## GIVEN INFORMATION
┌──
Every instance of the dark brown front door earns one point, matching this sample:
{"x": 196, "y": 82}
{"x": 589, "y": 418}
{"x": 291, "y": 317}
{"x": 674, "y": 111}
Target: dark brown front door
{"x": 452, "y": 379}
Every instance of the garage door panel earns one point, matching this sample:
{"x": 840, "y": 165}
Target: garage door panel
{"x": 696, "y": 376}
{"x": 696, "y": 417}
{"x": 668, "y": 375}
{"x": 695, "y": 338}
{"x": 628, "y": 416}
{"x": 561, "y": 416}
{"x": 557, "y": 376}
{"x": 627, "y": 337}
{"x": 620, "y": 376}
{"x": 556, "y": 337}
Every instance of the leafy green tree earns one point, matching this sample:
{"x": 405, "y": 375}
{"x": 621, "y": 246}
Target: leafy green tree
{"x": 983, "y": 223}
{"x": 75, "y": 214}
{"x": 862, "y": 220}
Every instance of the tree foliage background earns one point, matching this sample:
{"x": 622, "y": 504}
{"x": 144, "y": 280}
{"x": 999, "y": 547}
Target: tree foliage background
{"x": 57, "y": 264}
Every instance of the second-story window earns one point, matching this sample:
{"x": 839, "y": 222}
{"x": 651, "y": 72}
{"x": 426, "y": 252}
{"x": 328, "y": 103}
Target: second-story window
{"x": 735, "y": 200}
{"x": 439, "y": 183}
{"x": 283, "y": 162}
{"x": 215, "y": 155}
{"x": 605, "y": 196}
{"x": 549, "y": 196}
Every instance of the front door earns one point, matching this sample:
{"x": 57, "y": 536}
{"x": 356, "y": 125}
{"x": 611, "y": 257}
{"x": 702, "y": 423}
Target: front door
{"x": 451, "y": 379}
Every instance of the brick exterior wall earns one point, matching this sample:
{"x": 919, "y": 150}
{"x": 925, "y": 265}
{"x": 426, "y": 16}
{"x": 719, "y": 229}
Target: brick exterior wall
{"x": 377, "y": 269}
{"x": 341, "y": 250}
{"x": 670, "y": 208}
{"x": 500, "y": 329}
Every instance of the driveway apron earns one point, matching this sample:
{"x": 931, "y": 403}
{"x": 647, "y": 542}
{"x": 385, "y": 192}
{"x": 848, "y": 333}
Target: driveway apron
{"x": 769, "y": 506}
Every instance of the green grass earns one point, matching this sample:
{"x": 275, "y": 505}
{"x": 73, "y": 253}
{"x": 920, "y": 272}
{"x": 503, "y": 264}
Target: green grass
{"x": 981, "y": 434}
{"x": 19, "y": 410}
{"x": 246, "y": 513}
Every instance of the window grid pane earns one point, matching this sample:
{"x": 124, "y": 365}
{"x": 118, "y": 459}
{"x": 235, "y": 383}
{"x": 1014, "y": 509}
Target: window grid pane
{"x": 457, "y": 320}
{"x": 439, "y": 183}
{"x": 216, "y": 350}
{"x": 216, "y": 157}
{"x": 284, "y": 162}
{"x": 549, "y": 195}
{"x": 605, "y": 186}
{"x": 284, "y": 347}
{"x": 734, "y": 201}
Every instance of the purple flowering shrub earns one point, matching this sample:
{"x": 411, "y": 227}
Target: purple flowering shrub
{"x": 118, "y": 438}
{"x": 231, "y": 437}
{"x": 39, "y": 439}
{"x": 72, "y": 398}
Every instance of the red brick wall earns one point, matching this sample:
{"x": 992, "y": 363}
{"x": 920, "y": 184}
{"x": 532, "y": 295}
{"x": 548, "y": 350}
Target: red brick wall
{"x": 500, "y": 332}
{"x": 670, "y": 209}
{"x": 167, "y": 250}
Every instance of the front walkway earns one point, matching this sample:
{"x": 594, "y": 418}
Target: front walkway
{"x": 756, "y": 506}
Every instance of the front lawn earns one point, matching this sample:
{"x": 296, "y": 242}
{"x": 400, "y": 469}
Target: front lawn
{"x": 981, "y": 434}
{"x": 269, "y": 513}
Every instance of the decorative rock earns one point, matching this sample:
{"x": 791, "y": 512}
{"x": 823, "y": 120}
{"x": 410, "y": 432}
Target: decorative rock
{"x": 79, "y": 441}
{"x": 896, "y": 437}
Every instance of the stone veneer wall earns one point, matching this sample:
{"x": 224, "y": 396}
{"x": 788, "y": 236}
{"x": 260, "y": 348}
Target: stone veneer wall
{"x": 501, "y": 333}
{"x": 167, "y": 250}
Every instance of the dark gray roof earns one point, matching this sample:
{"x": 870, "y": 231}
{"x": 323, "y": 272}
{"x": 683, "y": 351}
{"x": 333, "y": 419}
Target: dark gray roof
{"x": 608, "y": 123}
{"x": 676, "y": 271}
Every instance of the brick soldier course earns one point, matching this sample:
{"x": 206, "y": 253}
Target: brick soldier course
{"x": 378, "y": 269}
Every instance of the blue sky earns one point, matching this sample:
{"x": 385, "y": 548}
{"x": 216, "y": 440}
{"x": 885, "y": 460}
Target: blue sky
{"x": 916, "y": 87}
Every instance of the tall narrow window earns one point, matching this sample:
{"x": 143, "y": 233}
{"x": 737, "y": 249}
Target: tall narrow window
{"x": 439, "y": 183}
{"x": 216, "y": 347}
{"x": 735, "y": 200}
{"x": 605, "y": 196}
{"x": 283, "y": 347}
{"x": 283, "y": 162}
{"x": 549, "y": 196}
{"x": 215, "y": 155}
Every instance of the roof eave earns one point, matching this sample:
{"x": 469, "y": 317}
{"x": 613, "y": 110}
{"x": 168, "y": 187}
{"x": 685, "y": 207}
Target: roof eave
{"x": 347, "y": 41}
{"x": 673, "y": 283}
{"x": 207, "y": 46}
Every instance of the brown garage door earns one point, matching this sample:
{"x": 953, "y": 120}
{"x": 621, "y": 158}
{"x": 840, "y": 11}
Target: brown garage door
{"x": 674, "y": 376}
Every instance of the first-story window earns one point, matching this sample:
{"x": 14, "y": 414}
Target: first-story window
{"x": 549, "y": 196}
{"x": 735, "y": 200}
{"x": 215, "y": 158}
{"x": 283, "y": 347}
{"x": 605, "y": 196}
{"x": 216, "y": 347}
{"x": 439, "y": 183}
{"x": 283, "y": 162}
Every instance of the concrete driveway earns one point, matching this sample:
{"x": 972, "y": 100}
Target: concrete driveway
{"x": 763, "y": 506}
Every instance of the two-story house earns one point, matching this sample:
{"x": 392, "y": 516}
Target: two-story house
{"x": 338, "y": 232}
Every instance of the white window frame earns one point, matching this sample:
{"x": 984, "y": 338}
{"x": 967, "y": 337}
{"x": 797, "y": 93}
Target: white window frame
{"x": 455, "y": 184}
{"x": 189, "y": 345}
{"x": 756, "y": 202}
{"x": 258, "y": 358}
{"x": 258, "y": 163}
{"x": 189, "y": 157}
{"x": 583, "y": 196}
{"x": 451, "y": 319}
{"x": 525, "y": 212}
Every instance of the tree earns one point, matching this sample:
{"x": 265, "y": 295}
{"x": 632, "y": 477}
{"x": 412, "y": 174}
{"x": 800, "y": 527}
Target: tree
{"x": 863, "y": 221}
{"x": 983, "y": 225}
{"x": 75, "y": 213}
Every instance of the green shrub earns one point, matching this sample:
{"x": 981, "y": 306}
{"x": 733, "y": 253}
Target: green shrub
└──
## WHAT YOU NEED TO DO
Repeat every record exactly, so that nothing is lost or altered.

## RESULT FOR THIS EXERCISE
Every instance of the dark brown front door earns one point, matching this sample:
{"x": 196, "y": 82}
{"x": 589, "y": 418}
{"x": 291, "y": 317}
{"x": 674, "y": 111}
Target: dark brown front door
{"x": 452, "y": 379}
Every instance of the garage door panel earns one point, matching this sample:
{"x": 840, "y": 165}
Target: garage door panel
{"x": 696, "y": 376}
{"x": 696, "y": 417}
{"x": 668, "y": 375}
{"x": 695, "y": 338}
{"x": 628, "y": 416}
{"x": 561, "y": 416}
{"x": 557, "y": 376}
{"x": 627, "y": 337}
{"x": 620, "y": 376}
{"x": 556, "y": 337}
Every instance of the leafy green tree earns one point, matching this sample:
{"x": 405, "y": 375}
{"x": 621, "y": 246}
Target: leafy green tree
{"x": 983, "y": 223}
{"x": 75, "y": 214}
{"x": 862, "y": 220}
Every instance of the tree foliage background earns one point, matching this sample:
{"x": 622, "y": 504}
{"x": 144, "y": 280}
{"x": 999, "y": 547}
Target: tree foliage background
{"x": 57, "y": 264}
Every instance of the second-story window earns one point, matching this sample:
{"x": 839, "y": 222}
{"x": 651, "y": 72}
{"x": 426, "y": 252}
{"x": 328, "y": 103}
Target: second-story window
{"x": 735, "y": 200}
{"x": 439, "y": 183}
{"x": 283, "y": 162}
{"x": 215, "y": 155}
{"x": 605, "y": 196}
{"x": 549, "y": 196}
Every instance of the front door earns one point, matching this sample:
{"x": 57, "y": 536}
{"x": 356, "y": 125}
{"x": 611, "y": 257}
{"x": 702, "y": 423}
Target: front door
{"x": 451, "y": 379}
Every instance of the brick exterior wall earns one point, matching this sample:
{"x": 919, "y": 150}
{"x": 925, "y": 265}
{"x": 426, "y": 16}
{"x": 719, "y": 229}
Target: brick exterior wall
{"x": 377, "y": 269}
{"x": 341, "y": 250}
{"x": 670, "y": 208}
{"x": 500, "y": 329}
Every instance of the driveway apron earns one point, matching this sample:
{"x": 931, "y": 403}
{"x": 647, "y": 542}
{"x": 385, "y": 192}
{"x": 848, "y": 333}
Target: driveway apron
{"x": 769, "y": 506}
Every instance of the green grass earns one point, matching this sample:
{"x": 275, "y": 505}
{"x": 73, "y": 253}
{"x": 920, "y": 272}
{"x": 503, "y": 264}
Target: green grass
{"x": 981, "y": 434}
{"x": 19, "y": 410}
{"x": 246, "y": 513}
Every instance of the window grid pane earns one point, matching this sample:
{"x": 124, "y": 365}
{"x": 118, "y": 459}
{"x": 235, "y": 383}
{"x": 1014, "y": 509}
Target: window grid pane
{"x": 457, "y": 320}
{"x": 439, "y": 183}
{"x": 216, "y": 350}
{"x": 216, "y": 157}
{"x": 284, "y": 162}
{"x": 549, "y": 195}
{"x": 605, "y": 186}
{"x": 284, "y": 347}
{"x": 734, "y": 201}
Every instance of the purple flowering shrub earns one point, matching this sample:
{"x": 411, "y": 227}
Target: purple flowering shrub
{"x": 118, "y": 438}
{"x": 231, "y": 437}
{"x": 39, "y": 439}
{"x": 72, "y": 398}
Every instance of the red brick wall earns one point, matching this sample:
{"x": 992, "y": 363}
{"x": 920, "y": 184}
{"x": 532, "y": 295}
{"x": 548, "y": 350}
Target: red brick wall
{"x": 500, "y": 332}
{"x": 670, "y": 209}
{"x": 167, "y": 250}
Every instance of the front walkway earns one point, matching this sample:
{"x": 594, "y": 418}
Target: front walkway
{"x": 756, "y": 506}
Every instance of the front lawn earns one point, matching this sample:
{"x": 296, "y": 242}
{"x": 400, "y": 469}
Target: front lawn
{"x": 981, "y": 434}
{"x": 269, "y": 513}
Every instance of the decorative rock earns one point, matching this sample:
{"x": 791, "y": 512}
{"x": 823, "y": 120}
{"x": 410, "y": 432}
Target: decorative rock
{"x": 79, "y": 441}
{"x": 896, "y": 437}
Every instance of the stone veneer wall earns one point, matching this sample:
{"x": 224, "y": 396}
{"x": 788, "y": 236}
{"x": 260, "y": 348}
Target: stone veneer wall
{"x": 501, "y": 333}
{"x": 167, "y": 250}
Every instance of the dark gray roof earns one point, matching this sample:
{"x": 870, "y": 231}
{"x": 323, "y": 272}
{"x": 683, "y": 351}
{"x": 333, "y": 419}
Target: dark gray roof
{"x": 608, "y": 123}
{"x": 676, "y": 271}
Every instance of the brick soldier course earns one point, matching this sample:
{"x": 206, "y": 253}
Target: brick soldier course
{"x": 378, "y": 269}
Every instance of the blue sky earns one point, matching this sample:
{"x": 385, "y": 548}
{"x": 216, "y": 440}
{"x": 885, "y": 460}
Target: blue sky
{"x": 916, "y": 87}
Every instance of the tall narrow window earns one point, matching this sample:
{"x": 143, "y": 233}
{"x": 737, "y": 249}
Target: tall narrow window
{"x": 439, "y": 183}
{"x": 216, "y": 347}
{"x": 735, "y": 200}
{"x": 605, "y": 196}
{"x": 283, "y": 347}
{"x": 283, "y": 162}
{"x": 549, "y": 196}
{"x": 215, "y": 155}
Every instance of the roof eave earns one point, matching this sample:
{"x": 469, "y": 317}
{"x": 613, "y": 110}
{"x": 168, "y": 187}
{"x": 685, "y": 207}
Target: roof eave
{"x": 347, "y": 41}
{"x": 673, "y": 283}
{"x": 207, "y": 46}
Every instance of the brown garage door earns one point, matching this sample:
{"x": 953, "y": 120}
{"x": 621, "y": 158}
{"x": 840, "y": 11}
Target: brown garage door
{"x": 674, "y": 376}
Every instance of the first-story window earns one point, matching this sample:
{"x": 14, "y": 414}
Target: first-story window
{"x": 549, "y": 196}
{"x": 735, "y": 200}
{"x": 215, "y": 158}
{"x": 283, "y": 347}
{"x": 605, "y": 196}
{"x": 216, "y": 347}
{"x": 439, "y": 183}
{"x": 283, "y": 162}
Every instance of the concrete driveway earns one point, matching this sample:
{"x": 972, "y": 100}
Target: concrete driveway
{"x": 763, "y": 506}
Every instance of the two-story house earns one point, matching this sample:
{"x": 392, "y": 516}
Target: two-story house
{"x": 338, "y": 232}
Every instance of the white window frame earns one point, matching this sample:
{"x": 984, "y": 338}
{"x": 967, "y": 337}
{"x": 797, "y": 93}
Target: white window frame
{"x": 455, "y": 184}
{"x": 189, "y": 345}
{"x": 756, "y": 202}
{"x": 258, "y": 358}
{"x": 258, "y": 163}
{"x": 189, "y": 157}
{"x": 583, "y": 196}
{"x": 451, "y": 319}
{"x": 525, "y": 212}
Every instance of the tree earns one point, matching this sample:
{"x": 265, "y": 295}
{"x": 632, "y": 477}
{"x": 412, "y": 174}
{"x": 800, "y": 527}
Target: tree
{"x": 863, "y": 221}
{"x": 983, "y": 225}
{"x": 75, "y": 213}
Every instance of the green shrub earns one point, matching this sample:
{"x": 981, "y": 306}
{"x": 733, "y": 253}
Target: green shrub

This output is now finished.